### Provided records
_ _ _ _

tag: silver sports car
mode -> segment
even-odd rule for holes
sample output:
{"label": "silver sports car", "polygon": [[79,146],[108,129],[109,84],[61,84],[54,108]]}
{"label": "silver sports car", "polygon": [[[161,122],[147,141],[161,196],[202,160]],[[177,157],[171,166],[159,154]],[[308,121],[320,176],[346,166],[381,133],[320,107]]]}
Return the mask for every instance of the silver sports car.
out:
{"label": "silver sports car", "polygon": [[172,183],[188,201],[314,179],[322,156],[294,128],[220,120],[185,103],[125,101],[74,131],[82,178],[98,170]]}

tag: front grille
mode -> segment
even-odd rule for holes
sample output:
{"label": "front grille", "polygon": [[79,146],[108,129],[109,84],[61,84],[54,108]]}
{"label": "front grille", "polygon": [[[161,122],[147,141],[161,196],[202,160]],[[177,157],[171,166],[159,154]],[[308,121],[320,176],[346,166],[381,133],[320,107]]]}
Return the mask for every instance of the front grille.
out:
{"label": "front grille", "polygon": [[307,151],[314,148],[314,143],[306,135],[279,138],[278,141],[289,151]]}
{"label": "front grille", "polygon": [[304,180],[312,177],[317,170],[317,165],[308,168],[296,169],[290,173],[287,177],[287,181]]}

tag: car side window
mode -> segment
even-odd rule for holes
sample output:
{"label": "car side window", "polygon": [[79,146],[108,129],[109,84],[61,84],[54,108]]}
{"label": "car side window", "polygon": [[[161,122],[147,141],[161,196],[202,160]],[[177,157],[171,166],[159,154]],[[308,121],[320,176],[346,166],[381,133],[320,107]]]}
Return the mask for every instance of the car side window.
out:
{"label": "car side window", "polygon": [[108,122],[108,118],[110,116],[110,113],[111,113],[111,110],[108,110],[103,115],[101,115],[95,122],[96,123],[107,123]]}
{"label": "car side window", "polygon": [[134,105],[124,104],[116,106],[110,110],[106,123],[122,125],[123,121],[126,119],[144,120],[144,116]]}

_ _ _ _

### Description of the task
Go through the material above line by line and tally each one holding "Return"; give the tally and nothing else.

### Result
3